Data shown
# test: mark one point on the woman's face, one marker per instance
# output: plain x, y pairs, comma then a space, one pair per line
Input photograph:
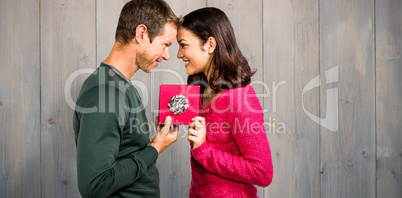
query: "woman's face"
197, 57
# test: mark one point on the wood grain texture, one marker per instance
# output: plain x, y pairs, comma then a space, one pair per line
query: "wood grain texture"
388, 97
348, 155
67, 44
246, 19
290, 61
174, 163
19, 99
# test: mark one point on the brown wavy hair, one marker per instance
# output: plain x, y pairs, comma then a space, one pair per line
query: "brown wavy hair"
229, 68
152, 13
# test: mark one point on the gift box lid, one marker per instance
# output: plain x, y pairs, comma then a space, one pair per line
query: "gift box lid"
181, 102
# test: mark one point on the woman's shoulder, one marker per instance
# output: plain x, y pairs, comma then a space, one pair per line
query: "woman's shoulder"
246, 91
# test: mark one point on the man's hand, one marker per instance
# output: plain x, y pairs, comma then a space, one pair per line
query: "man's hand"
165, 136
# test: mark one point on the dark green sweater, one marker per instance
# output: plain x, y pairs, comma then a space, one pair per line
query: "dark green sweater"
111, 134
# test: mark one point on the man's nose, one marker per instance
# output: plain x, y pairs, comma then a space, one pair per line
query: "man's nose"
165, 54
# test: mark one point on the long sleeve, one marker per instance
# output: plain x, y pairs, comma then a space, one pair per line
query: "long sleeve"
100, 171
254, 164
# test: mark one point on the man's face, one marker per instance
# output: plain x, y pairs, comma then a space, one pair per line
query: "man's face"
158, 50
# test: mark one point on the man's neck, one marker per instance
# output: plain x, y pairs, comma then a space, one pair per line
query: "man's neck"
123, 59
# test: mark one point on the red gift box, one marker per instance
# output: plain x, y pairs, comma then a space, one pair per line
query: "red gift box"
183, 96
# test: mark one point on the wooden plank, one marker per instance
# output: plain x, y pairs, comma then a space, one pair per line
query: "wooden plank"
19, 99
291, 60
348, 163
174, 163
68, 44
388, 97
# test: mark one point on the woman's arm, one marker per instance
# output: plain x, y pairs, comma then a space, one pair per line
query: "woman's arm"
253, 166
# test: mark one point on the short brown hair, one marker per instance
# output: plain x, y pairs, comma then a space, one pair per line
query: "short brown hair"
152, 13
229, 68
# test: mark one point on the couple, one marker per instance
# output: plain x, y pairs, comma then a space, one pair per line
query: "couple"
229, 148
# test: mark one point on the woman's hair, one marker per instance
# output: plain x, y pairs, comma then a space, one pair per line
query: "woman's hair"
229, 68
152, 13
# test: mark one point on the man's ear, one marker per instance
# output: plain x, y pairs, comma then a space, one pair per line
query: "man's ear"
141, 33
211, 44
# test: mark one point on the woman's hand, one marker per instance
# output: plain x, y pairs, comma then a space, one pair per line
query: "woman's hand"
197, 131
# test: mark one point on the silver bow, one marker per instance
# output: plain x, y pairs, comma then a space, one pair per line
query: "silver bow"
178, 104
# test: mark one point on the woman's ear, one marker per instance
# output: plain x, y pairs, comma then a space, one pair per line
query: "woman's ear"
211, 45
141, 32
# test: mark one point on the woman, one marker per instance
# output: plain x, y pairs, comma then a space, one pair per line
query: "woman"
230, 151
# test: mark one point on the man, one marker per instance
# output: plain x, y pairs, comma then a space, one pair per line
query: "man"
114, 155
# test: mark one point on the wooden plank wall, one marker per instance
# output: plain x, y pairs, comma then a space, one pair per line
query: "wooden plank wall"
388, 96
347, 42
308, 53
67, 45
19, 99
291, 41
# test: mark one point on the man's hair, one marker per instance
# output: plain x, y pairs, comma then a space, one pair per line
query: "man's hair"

* * *

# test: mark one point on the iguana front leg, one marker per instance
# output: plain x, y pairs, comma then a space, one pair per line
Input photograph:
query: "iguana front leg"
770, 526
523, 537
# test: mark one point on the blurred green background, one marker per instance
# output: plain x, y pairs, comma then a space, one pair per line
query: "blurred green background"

==

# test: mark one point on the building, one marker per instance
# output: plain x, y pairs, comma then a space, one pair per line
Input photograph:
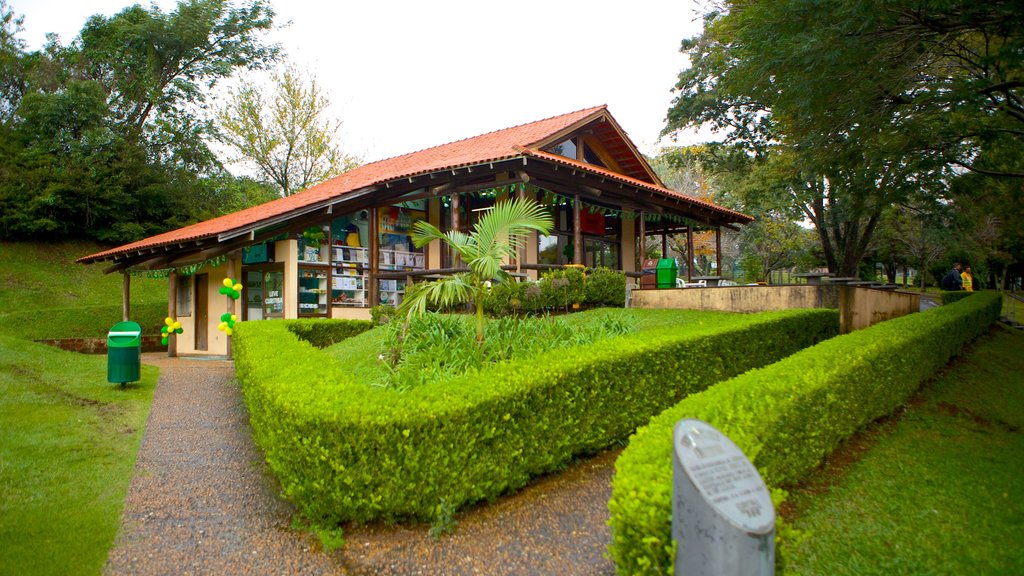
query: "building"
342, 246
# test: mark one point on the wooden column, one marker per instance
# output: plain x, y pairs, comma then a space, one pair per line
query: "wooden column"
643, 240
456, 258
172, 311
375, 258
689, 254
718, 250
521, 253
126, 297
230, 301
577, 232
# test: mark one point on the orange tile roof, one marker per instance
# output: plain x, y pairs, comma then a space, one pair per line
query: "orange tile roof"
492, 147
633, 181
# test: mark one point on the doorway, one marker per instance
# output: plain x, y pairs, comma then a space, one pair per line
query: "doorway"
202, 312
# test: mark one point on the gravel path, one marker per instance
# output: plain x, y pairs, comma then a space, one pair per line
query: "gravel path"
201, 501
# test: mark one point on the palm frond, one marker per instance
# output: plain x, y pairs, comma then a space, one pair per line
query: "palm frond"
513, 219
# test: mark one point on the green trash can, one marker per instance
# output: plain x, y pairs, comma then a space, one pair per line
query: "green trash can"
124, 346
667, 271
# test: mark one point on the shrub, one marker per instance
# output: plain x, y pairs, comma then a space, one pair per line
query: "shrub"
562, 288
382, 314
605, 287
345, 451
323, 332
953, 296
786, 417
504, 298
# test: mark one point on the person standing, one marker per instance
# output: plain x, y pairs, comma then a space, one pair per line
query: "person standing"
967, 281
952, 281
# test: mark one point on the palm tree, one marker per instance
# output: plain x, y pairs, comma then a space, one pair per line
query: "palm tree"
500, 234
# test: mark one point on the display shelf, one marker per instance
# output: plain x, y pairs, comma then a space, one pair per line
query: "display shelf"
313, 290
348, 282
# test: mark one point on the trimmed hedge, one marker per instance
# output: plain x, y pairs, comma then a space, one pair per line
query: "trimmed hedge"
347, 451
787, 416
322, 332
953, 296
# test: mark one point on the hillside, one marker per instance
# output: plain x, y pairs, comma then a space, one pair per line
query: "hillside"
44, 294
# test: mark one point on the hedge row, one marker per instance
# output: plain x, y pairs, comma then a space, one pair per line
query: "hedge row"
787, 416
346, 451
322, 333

Stated goal
Pull out every line of the items above that contains the string "doorway", copying each one in full. Case counts.

Result for this task
# test: mark one point on the doorway, one marker per instance
query: "doorway"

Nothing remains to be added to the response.